>> start Supplied data

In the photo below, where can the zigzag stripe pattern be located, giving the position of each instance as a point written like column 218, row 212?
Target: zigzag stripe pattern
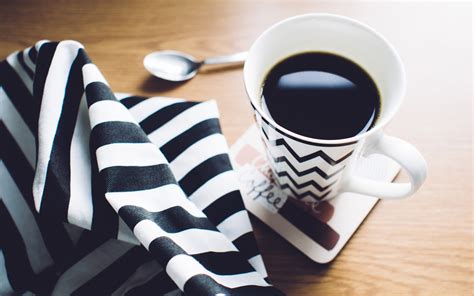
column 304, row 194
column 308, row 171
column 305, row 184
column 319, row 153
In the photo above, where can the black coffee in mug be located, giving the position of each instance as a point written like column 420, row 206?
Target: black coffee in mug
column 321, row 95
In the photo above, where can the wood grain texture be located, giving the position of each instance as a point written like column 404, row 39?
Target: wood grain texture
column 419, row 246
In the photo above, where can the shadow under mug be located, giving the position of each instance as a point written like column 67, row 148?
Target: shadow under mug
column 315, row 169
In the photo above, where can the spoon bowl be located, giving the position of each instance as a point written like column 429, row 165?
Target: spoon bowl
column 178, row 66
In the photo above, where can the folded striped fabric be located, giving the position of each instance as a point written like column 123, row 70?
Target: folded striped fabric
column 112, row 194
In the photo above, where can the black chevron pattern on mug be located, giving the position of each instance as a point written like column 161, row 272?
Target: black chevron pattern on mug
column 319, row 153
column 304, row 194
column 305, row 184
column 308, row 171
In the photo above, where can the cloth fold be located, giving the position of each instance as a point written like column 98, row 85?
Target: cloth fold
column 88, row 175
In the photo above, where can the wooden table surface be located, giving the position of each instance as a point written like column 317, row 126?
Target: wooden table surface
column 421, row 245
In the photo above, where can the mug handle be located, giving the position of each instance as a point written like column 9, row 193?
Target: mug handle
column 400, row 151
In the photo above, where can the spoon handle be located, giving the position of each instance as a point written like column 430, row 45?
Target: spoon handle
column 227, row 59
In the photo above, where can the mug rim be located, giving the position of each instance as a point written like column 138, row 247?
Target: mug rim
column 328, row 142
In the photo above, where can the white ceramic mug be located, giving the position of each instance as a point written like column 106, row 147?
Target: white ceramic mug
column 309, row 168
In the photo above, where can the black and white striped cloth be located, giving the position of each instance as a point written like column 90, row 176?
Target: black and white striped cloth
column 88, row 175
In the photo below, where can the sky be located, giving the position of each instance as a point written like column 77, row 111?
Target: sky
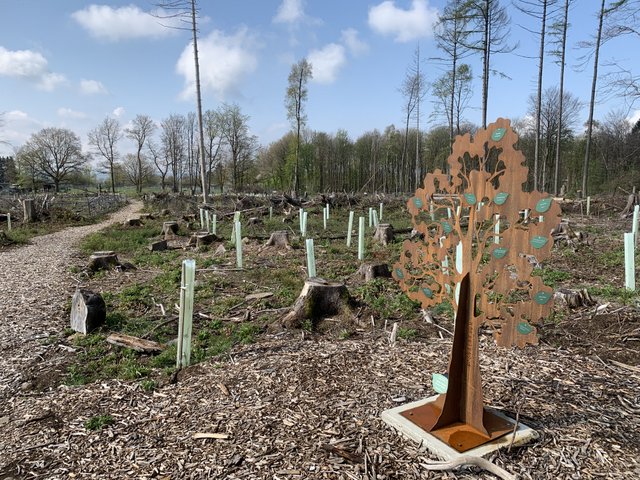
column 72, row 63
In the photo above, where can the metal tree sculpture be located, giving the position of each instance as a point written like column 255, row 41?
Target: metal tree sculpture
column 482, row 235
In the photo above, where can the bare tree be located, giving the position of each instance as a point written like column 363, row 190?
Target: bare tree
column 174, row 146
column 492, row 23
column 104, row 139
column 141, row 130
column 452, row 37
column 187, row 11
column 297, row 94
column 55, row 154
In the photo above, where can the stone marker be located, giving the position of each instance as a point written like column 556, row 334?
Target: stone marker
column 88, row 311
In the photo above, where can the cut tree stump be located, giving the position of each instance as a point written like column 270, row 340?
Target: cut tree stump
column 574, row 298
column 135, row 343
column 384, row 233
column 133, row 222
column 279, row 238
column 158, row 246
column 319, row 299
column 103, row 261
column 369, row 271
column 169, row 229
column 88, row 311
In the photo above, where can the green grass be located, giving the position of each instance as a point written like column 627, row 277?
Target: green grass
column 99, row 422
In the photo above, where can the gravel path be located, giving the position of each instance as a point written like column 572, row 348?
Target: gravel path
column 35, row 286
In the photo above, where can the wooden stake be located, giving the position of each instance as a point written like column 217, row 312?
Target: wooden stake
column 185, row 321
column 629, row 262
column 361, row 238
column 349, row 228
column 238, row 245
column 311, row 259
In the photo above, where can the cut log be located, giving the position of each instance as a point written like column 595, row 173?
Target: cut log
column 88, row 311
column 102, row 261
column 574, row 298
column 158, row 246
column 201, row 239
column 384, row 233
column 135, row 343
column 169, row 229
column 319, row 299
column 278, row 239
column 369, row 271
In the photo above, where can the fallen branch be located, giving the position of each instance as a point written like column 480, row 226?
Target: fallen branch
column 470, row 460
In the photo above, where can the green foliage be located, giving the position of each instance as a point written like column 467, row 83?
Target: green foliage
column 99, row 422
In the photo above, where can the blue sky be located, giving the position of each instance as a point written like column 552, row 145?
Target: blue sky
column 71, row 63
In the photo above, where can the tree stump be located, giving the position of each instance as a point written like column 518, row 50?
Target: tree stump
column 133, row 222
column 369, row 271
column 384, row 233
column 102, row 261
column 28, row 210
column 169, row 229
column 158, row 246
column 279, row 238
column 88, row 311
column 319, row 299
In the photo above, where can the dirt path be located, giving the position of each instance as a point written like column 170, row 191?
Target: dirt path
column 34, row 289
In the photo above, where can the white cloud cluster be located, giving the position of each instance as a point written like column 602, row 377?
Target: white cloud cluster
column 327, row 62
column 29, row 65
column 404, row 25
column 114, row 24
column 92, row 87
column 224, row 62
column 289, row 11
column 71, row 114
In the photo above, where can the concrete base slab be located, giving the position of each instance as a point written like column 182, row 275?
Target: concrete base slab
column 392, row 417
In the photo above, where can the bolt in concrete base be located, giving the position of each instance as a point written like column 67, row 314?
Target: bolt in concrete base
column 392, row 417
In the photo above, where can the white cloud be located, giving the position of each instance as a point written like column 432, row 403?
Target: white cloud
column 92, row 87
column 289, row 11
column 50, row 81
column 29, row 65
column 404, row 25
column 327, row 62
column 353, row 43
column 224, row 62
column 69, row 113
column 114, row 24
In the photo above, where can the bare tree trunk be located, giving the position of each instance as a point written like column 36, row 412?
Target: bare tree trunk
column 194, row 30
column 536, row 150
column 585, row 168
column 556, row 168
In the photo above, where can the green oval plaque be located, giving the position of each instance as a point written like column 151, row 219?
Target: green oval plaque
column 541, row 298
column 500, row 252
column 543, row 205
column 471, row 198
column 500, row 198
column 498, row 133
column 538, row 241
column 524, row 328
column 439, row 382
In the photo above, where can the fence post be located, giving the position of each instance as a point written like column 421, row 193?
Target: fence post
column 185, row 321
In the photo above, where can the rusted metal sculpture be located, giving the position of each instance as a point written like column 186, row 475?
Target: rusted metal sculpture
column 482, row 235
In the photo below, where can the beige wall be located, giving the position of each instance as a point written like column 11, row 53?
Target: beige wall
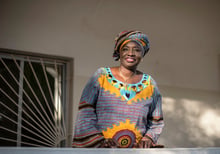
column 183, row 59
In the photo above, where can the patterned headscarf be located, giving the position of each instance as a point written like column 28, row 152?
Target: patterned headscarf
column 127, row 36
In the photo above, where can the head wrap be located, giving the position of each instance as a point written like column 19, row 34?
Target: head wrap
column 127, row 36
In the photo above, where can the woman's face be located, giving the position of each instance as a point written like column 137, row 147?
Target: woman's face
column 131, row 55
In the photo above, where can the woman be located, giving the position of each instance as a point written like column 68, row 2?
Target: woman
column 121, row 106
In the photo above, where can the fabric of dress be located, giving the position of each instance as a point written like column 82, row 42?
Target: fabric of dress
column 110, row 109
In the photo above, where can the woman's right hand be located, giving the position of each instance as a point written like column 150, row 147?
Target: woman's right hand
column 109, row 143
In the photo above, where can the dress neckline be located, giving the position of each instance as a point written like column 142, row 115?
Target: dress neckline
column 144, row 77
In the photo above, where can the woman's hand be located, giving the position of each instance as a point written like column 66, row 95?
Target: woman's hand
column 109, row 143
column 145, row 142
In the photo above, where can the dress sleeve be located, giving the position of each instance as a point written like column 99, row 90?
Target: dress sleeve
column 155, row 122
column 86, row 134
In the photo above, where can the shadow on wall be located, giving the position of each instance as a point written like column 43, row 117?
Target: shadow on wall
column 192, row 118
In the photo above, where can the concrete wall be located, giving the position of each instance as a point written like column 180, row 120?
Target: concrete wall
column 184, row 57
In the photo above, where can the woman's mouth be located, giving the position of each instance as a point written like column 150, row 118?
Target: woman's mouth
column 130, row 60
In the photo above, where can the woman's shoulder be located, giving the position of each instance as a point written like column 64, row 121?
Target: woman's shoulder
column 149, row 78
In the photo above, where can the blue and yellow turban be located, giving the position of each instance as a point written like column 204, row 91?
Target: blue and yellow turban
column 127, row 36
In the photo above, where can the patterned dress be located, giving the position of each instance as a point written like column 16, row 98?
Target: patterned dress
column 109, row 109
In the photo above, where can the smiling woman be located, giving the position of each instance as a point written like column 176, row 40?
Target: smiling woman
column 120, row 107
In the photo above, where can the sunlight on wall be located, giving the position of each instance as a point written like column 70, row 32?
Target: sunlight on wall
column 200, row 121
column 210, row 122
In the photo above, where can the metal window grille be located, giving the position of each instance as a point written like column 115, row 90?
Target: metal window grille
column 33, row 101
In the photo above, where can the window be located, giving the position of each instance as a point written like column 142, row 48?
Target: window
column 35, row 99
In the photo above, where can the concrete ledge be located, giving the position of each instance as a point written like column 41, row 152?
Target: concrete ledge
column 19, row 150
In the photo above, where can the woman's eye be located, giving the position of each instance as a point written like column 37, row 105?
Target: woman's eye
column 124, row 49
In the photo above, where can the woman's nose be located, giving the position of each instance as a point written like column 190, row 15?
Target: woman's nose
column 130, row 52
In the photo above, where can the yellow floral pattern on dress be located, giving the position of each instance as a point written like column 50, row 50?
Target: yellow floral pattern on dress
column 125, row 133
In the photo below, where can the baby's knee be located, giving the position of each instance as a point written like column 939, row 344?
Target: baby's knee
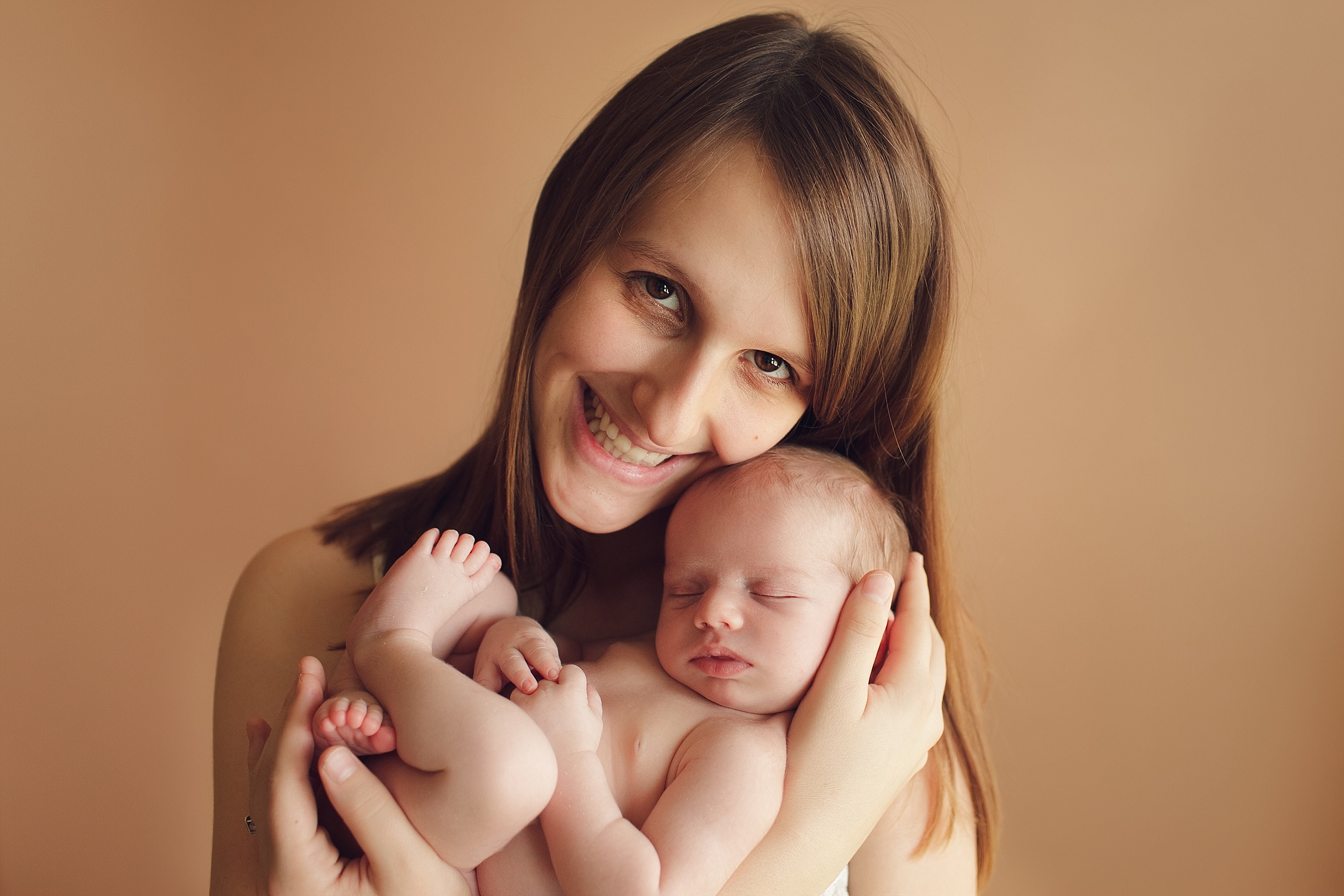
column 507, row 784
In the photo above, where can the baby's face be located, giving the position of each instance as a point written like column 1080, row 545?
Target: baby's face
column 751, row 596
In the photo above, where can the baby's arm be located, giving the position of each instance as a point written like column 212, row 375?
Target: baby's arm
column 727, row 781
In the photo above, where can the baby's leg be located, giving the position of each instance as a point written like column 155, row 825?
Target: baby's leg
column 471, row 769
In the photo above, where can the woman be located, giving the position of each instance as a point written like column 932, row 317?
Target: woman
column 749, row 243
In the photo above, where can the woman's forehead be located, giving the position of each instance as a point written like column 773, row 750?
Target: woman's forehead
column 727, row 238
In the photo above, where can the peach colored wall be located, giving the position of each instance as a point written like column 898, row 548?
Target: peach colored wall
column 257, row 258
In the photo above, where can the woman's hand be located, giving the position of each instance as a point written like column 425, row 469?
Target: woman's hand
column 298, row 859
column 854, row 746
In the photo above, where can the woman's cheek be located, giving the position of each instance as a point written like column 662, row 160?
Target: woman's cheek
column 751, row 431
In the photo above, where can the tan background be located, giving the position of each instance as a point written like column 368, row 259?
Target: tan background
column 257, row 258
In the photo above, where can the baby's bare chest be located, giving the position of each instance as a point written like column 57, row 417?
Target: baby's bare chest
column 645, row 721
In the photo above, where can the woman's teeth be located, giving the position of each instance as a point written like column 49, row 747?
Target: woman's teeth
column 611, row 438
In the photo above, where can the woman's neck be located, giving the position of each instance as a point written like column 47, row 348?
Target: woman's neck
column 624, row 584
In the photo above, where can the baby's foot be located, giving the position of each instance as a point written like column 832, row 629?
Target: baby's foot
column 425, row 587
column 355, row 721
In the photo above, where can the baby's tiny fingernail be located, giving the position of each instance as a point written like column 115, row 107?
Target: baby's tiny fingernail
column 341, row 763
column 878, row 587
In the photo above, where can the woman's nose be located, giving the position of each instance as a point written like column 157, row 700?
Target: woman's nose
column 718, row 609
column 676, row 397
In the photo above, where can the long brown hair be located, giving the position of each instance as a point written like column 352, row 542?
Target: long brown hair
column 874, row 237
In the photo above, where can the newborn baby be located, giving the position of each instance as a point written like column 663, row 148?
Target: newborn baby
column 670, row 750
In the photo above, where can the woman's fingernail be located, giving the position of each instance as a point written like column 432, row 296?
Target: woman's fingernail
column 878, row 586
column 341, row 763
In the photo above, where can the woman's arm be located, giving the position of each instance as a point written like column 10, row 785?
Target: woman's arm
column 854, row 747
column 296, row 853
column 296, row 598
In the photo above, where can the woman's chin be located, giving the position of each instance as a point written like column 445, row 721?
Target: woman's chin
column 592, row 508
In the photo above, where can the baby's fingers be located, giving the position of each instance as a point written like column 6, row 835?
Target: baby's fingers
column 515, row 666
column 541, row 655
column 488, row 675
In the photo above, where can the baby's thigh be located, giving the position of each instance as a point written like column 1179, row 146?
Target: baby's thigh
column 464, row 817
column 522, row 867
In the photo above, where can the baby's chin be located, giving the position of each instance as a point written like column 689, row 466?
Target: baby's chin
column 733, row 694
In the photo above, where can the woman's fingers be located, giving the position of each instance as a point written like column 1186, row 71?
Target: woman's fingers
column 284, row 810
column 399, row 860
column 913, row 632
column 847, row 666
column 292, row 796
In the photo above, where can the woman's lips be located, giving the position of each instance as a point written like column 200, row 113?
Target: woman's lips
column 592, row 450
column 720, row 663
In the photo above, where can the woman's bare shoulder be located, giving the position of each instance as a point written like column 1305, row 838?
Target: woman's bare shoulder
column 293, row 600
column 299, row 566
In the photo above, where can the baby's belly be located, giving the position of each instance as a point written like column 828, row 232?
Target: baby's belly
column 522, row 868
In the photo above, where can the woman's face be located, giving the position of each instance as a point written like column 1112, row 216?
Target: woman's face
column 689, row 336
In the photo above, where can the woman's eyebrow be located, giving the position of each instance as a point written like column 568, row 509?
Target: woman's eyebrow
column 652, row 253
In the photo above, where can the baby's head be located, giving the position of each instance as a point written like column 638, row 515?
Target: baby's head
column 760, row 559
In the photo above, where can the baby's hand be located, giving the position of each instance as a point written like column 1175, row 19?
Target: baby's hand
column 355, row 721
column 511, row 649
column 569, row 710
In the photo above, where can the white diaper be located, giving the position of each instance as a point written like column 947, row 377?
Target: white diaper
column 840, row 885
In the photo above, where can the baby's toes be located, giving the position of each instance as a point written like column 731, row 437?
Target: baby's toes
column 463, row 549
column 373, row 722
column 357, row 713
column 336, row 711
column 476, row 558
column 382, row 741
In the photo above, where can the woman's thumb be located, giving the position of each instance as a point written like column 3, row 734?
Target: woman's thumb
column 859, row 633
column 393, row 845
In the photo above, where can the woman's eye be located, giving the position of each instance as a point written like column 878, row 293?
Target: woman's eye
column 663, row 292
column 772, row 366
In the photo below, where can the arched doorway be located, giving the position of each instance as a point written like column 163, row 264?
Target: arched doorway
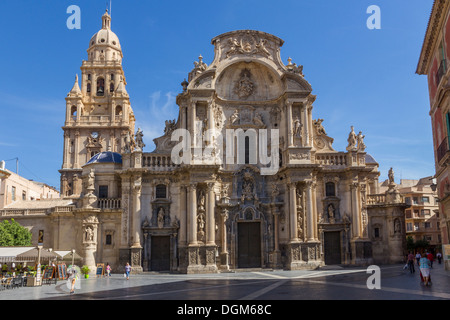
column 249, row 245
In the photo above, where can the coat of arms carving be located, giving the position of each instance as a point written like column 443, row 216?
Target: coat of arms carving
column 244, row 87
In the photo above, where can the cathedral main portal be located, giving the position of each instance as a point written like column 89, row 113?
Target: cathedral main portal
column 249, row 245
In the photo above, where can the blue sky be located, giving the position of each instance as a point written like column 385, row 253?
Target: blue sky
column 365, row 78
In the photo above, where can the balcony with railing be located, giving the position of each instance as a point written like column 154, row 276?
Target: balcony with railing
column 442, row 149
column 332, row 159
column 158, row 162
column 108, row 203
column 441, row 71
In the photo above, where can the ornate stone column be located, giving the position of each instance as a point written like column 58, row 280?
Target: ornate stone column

>> end Supplied data

- Exercise description -
Reproduce, word for word, the lines of the entries above from the line with "In the photo above, where can the spoon handle" to the line with "column 227, row 59", including both of those lines.

- Solution to the exercise -
In the photo above, where can the spoon handle be located, giving the position of each instance as a point written like column 430, row 45?
Target: spoon handle
column 227, row 59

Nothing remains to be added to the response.